The word "leafy" marks the lines to find; copy every such line from the data below.

***** INFORMATION SUPPLIED *****

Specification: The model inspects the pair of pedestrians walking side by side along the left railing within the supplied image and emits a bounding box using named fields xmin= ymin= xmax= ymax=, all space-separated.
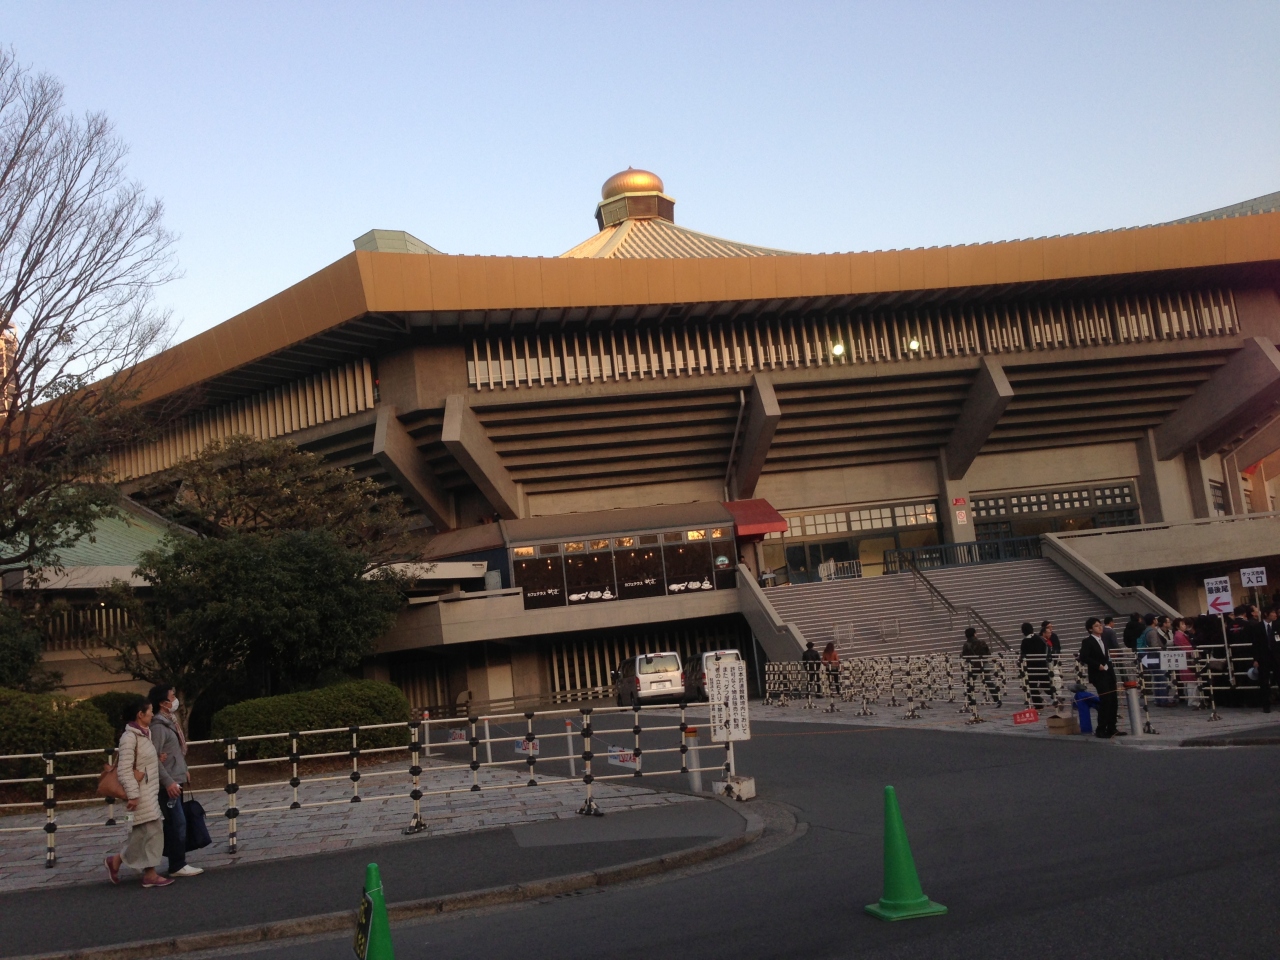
xmin=105 ymin=686 xmax=204 ymax=888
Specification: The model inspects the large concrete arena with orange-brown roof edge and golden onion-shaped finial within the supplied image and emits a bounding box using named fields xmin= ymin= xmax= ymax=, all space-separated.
xmin=45 ymin=170 xmax=1280 ymax=707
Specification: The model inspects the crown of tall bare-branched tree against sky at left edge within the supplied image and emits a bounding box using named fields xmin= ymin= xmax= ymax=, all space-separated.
xmin=0 ymin=50 xmax=175 ymax=566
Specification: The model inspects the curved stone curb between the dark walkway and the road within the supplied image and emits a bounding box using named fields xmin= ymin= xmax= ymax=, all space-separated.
xmin=12 ymin=801 xmax=764 ymax=960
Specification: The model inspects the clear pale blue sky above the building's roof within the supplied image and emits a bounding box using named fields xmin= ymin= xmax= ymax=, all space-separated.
xmin=0 ymin=0 xmax=1280 ymax=337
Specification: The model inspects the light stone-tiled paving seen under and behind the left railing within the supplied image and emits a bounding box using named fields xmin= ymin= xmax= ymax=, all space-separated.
xmin=0 ymin=758 xmax=696 ymax=892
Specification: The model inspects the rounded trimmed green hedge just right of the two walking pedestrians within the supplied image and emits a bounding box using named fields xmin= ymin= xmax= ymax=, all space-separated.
xmin=212 ymin=680 xmax=408 ymax=760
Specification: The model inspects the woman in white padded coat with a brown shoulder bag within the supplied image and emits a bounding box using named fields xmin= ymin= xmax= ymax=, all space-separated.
xmin=106 ymin=696 xmax=173 ymax=887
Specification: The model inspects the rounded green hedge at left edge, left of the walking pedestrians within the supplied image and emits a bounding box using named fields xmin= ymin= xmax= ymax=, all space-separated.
xmin=0 ymin=689 xmax=115 ymax=783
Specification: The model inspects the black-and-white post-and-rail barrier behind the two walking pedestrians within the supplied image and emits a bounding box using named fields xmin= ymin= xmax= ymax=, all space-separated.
xmin=0 ymin=703 xmax=737 ymax=868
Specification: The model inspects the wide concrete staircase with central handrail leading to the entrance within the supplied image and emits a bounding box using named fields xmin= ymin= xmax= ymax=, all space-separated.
xmin=764 ymin=559 xmax=1123 ymax=657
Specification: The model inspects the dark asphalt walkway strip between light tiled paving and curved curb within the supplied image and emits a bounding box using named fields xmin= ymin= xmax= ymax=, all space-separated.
xmin=0 ymin=794 xmax=748 ymax=957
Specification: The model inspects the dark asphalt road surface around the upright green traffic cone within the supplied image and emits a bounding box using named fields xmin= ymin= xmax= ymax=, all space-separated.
xmin=189 ymin=721 xmax=1280 ymax=960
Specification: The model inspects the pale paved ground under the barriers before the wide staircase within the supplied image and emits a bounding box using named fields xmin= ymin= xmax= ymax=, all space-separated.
xmin=665 ymin=700 xmax=1280 ymax=750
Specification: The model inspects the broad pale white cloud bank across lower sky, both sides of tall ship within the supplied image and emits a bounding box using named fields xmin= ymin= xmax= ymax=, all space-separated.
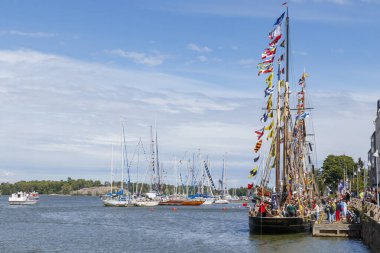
xmin=0 ymin=50 xmax=379 ymax=185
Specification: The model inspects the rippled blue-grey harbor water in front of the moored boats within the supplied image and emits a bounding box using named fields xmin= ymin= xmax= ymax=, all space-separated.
xmin=0 ymin=196 xmax=370 ymax=253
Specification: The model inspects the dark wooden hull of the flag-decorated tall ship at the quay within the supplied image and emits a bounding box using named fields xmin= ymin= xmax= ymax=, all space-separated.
xmin=249 ymin=216 xmax=312 ymax=234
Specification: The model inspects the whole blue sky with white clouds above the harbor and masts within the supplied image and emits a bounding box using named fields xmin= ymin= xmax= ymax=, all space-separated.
xmin=0 ymin=0 xmax=380 ymax=186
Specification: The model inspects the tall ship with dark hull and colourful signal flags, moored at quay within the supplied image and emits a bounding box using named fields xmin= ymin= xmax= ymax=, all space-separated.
xmin=248 ymin=6 xmax=318 ymax=234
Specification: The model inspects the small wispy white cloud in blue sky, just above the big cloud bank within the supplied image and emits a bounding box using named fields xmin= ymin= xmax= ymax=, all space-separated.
xmin=110 ymin=49 xmax=167 ymax=66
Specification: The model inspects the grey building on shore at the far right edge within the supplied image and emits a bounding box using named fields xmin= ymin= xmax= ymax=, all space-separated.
xmin=368 ymin=99 xmax=380 ymax=187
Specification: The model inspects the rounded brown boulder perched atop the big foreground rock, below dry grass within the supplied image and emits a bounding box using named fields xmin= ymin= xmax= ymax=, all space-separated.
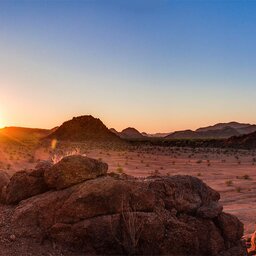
xmin=44 ymin=155 xmax=108 ymax=190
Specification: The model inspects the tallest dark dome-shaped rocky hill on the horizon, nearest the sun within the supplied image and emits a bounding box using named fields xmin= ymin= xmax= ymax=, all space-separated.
xmin=46 ymin=115 xmax=121 ymax=142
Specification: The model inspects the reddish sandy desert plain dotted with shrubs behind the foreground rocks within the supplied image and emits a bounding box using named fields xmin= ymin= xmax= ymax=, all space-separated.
xmin=0 ymin=142 xmax=256 ymax=234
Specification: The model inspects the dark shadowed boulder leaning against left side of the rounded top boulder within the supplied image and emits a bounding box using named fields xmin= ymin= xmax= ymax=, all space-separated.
xmin=3 ymin=163 xmax=51 ymax=204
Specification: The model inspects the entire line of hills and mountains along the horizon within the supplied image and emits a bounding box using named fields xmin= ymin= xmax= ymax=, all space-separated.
xmin=0 ymin=115 xmax=256 ymax=148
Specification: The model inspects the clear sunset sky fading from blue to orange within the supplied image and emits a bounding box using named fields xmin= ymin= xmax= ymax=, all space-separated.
xmin=0 ymin=0 xmax=256 ymax=133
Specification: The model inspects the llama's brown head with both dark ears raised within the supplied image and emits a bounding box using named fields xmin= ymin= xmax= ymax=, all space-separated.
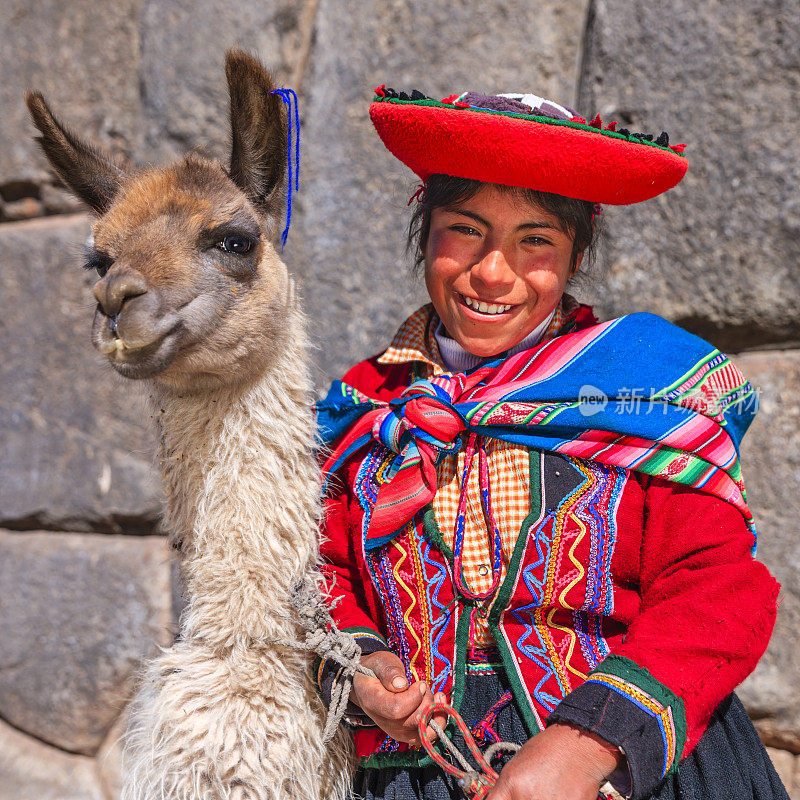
xmin=26 ymin=50 xmax=293 ymax=392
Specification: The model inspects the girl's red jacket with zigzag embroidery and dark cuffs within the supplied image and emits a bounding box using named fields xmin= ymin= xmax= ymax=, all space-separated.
xmin=316 ymin=304 xmax=778 ymax=797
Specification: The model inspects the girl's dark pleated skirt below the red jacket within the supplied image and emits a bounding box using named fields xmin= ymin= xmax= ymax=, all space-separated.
xmin=354 ymin=670 xmax=789 ymax=800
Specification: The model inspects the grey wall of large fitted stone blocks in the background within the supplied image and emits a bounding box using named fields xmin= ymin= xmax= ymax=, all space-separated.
xmin=0 ymin=0 xmax=800 ymax=800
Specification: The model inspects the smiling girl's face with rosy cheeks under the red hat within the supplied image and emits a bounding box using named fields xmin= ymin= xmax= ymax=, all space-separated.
xmin=424 ymin=185 xmax=582 ymax=358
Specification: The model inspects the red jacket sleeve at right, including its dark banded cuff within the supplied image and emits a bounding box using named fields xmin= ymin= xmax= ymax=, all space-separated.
xmin=548 ymin=478 xmax=780 ymax=800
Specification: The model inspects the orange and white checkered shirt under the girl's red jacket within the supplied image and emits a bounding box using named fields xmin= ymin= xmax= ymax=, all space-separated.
xmin=378 ymin=294 xmax=578 ymax=646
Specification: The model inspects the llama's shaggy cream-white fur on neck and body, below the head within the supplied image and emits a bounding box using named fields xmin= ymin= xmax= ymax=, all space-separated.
xmin=123 ymin=296 xmax=351 ymax=800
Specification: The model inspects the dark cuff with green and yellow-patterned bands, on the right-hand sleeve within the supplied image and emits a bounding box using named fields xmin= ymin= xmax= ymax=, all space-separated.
xmin=547 ymin=655 xmax=686 ymax=800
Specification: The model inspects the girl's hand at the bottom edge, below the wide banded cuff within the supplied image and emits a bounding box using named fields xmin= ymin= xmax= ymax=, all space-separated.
xmin=487 ymin=723 xmax=622 ymax=800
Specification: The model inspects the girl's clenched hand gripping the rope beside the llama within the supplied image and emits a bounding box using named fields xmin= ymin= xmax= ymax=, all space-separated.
xmin=352 ymin=652 xmax=445 ymax=746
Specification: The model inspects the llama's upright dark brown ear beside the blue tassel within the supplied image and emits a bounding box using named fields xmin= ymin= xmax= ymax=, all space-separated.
xmin=225 ymin=49 xmax=288 ymax=213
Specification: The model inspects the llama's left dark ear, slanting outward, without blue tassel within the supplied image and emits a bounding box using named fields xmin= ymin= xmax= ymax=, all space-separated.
xmin=25 ymin=92 xmax=125 ymax=214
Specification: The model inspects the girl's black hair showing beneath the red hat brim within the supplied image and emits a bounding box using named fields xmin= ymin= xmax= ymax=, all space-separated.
xmin=406 ymin=174 xmax=598 ymax=270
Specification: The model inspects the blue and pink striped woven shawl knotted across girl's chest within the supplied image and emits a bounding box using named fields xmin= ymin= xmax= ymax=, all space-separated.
xmin=317 ymin=314 xmax=757 ymax=549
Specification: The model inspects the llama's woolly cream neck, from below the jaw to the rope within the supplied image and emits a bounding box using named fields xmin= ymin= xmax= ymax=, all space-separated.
xmin=153 ymin=312 xmax=320 ymax=646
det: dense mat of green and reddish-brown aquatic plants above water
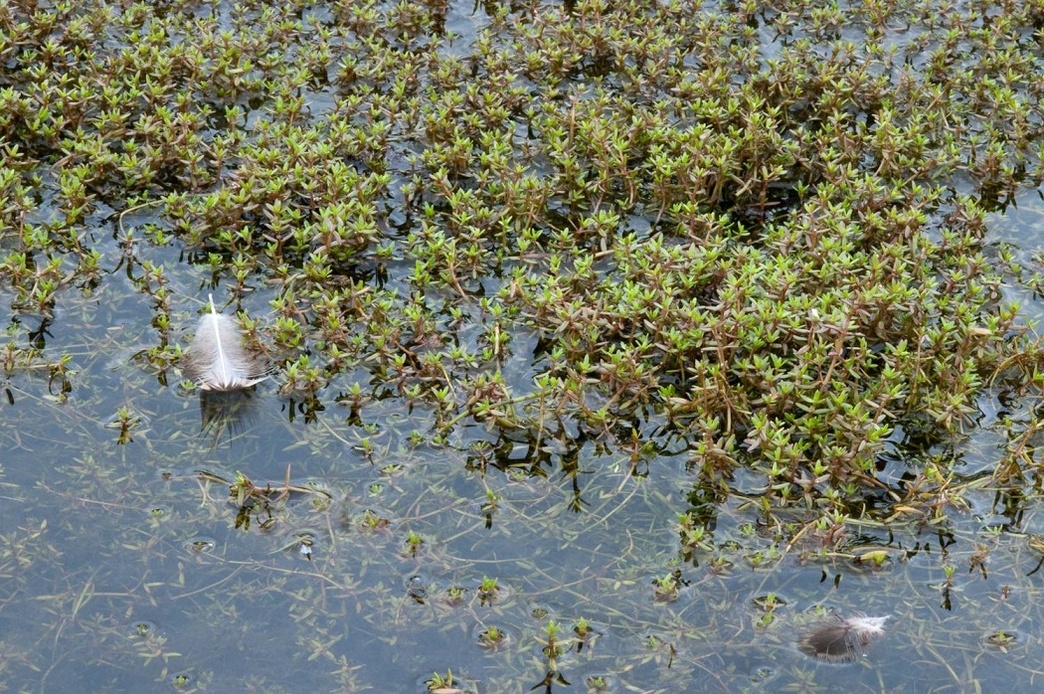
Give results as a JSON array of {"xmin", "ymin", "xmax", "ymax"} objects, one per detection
[{"xmin": 0, "ymin": 0, "xmax": 1044, "ymax": 496}]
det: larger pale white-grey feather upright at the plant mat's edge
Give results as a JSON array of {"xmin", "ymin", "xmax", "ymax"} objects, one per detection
[{"xmin": 183, "ymin": 296, "xmax": 271, "ymax": 392}]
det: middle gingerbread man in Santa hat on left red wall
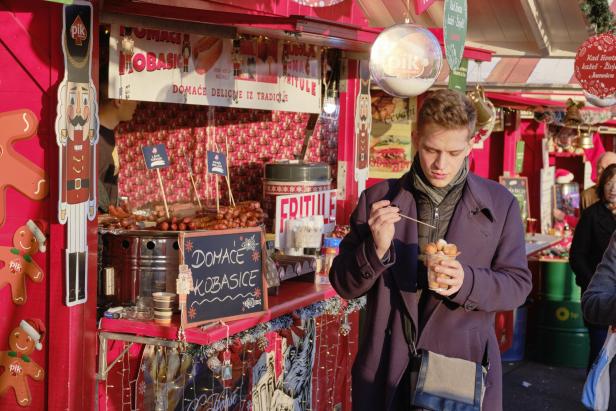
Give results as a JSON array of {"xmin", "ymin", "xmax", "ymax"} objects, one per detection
[{"xmin": 0, "ymin": 220, "xmax": 46, "ymax": 305}]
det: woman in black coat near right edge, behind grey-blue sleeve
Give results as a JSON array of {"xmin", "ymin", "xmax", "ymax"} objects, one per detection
[{"xmin": 569, "ymin": 164, "xmax": 616, "ymax": 370}]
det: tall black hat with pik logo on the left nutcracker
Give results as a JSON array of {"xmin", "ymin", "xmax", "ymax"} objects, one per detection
[{"xmin": 62, "ymin": 4, "xmax": 92, "ymax": 83}]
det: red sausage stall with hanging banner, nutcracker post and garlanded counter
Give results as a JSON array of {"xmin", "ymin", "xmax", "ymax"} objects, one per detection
[{"xmin": 0, "ymin": 1, "xmax": 374, "ymax": 409}]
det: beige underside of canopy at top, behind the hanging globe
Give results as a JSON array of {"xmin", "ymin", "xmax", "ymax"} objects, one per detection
[{"xmin": 358, "ymin": 0, "xmax": 596, "ymax": 57}]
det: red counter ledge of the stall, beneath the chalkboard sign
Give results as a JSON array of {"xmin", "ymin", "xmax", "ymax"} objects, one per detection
[{"xmin": 99, "ymin": 281, "xmax": 337, "ymax": 345}]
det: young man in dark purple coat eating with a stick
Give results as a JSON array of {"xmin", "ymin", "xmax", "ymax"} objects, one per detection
[{"xmin": 330, "ymin": 90, "xmax": 532, "ymax": 411}]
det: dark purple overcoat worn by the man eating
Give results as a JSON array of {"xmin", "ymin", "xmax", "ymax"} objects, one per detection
[{"xmin": 330, "ymin": 173, "xmax": 532, "ymax": 411}]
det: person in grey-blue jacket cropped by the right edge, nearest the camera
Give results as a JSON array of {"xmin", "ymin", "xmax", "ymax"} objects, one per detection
[{"xmin": 582, "ymin": 232, "xmax": 616, "ymax": 410}]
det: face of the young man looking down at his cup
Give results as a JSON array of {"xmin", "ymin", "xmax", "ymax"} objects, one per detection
[{"xmin": 413, "ymin": 124, "xmax": 471, "ymax": 187}]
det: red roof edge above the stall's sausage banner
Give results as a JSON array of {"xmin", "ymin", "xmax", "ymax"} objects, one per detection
[{"xmin": 103, "ymin": 0, "xmax": 492, "ymax": 61}]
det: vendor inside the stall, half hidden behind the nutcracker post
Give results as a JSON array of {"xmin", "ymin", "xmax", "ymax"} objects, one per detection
[{"xmin": 97, "ymin": 72, "xmax": 137, "ymax": 213}]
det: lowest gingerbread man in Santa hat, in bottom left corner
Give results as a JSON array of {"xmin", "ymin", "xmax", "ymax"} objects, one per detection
[{"xmin": 0, "ymin": 318, "xmax": 45, "ymax": 407}]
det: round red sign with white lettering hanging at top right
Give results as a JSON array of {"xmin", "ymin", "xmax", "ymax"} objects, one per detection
[{"xmin": 575, "ymin": 33, "xmax": 616, "ymax": 98}]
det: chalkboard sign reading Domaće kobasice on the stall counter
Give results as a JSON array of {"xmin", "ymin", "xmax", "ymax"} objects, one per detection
[{"xmin": 180, "ymin": 228, "xmax": 267, "ymax": 328}]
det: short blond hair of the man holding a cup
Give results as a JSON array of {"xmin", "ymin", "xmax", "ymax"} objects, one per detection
[{"xmin": 417, "ymin": 89, "xmax": 477, "ymax": 140}]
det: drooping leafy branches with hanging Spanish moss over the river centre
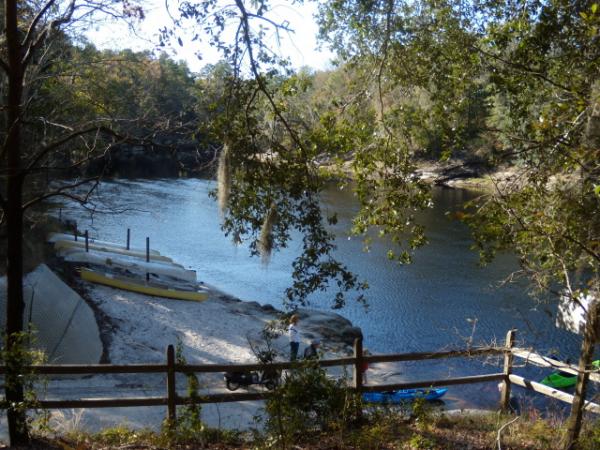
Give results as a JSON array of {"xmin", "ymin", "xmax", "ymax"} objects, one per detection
[{"xmin": 164, "ymin": 0, "xmax": 365, "ymax": 307}]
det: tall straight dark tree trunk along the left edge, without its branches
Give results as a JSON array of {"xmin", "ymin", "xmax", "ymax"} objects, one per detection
[{"xmin": 4, "ymin": 0, "xmax": 29, "ymax": 446}]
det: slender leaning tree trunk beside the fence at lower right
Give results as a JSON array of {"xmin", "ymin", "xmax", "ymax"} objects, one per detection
[{"xmin": 565, "ymin": 301, "xmax": 600, "ymax": 450}]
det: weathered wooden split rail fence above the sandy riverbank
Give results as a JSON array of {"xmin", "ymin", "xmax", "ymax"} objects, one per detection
[{"xmin": 0, "ymin": 330, "xmax": 600, "ymax": 423}]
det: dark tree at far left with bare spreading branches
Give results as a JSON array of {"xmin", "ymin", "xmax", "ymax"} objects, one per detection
[{"xmin": 0, "ymin": 0, "xmax": 142, "ymax": 445}]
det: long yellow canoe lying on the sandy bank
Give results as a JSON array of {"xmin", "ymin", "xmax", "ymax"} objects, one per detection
[{"xmin": 81, "ymin": 268, "xmax": 208, "ymax": 301}]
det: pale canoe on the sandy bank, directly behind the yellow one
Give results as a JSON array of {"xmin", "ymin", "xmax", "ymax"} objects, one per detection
[{"xmin": 58, "ymin": 248, "xmax": 196, "ymax": 282}]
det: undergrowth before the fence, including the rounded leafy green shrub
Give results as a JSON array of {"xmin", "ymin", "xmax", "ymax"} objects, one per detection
[{"xmin": 16, "ymin": 356, "xmax": 600, "ymax": 450}]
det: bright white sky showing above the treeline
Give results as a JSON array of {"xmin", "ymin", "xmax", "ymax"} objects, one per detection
[{"xmin": 87, "ymin": 0, "xmax": 333, "ymax": 72}]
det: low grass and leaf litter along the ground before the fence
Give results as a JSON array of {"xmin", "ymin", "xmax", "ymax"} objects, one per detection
[{"xmin": 5, "ymin": 409, "xmax": 600, "ymax": 450}]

*****

> RESULT
det: drooping leafy branches with hanging Spanish moss over the river centre
det: undergrowth before the fence, including the rounded leafy green shrub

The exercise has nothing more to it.